◆ **O que fazer**
Edite todas as linhas abaixo, substituindo "SHOULD" por "MUST" e mantendo todo o restante inalterado.

* * *

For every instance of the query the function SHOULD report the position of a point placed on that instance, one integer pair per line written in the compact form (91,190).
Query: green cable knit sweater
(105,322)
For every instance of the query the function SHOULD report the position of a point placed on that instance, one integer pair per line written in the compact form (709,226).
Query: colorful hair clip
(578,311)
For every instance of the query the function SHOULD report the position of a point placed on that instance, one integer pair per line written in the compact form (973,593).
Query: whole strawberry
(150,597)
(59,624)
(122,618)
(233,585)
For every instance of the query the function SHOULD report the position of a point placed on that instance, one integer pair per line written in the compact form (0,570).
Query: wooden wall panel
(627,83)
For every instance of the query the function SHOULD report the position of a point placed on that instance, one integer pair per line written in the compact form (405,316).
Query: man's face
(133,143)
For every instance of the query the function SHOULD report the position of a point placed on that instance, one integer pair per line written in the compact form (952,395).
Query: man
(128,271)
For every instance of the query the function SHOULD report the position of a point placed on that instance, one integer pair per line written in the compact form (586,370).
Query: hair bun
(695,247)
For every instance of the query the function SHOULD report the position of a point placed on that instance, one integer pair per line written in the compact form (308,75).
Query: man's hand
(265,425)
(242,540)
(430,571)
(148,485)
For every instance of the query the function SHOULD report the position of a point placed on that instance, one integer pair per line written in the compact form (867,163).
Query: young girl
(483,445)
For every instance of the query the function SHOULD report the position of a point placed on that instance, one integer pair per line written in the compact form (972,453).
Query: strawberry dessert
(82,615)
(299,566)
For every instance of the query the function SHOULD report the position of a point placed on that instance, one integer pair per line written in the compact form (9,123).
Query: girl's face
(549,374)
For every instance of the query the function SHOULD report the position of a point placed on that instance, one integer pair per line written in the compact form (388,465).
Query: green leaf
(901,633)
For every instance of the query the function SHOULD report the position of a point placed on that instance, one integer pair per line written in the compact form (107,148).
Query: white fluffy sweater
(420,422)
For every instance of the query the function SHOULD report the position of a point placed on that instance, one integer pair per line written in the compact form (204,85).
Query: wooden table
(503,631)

* * *

◆ **Resposta correta**
For every instance of the query the function MUST report the position of a point placed on that instance, one integer pair per line written in the compact form (91,190).
Query: green cable knit sweater
(105,322)
For every instance of the query the function MUST report the position of a point placed on that instance, one integer pair per line written in the compact form (709,226).
Query: colorful hair clip
(578,311)
For every instance of the query the function MUST report the position of a point placed on that instance, one integer pair per line written in the compact form (973,593).
Query: whole strawberry
(150,597)
(59,624)
(122,618)
(233,585)
For every instance of the query the function MUST report the position of a point placed on that instance, one integer pair per line written in the compact form (0,570).
Query: wooden wall panel
(627,83)
For every instance of the query the function MUST report the position of a point placed on that instance, one integer pair per line written in the compact form (405,316).
Query: man's face
(133,143)
For every instance of the query the function MUST report the position of a point placed on that instance, one integer pair per line written in the compact form (952,395).
Query: man
(128,271)
For every instance of the query the function MUST report the position of a point placed on that instance, one integer pair per line written in the compact form (586,370).
Query: hair bun
(695,247)
For every instance of the query the function MUST report the position of a point placed on that instance, one integer pair per line written in the compact form (308,75).
Query: man's hand
(265,425)
(242,540)
(430,571)
(148,485)
For every instance of the query the function MUST report the position of a point placed on that instance, one integer pair per line written in the compact form (867,163).
Query: young girl
(483,445)
For every instance of the query the function MUST report the position of a point placed on that instance, one integer pair per line written in the compact form (972,453).
Query: strawberry dessert
(82,615)
(299,566)
For every instance of the query the function MUST report the position of a point placed on that instance, one integer pair per line written in the compact form (9,123).
Query: girl's face
(549,374)
For every instance of the query the function MUST report the position of a point placed on that instance, one integer pair per line written in the compact form (388,465).
Query: green leaf
(901,633)
For every instance of the query the function MUST report the position of a point placed on that instance, one integer pair per line written in the compact form (107,148).
Query: white fluffy sweater
(420,422)
For every instance of the query the function MUST report the position of a point placed on that instance, one integer pair per line written in the compact form (204,85).
Query: wooden table
(503,631)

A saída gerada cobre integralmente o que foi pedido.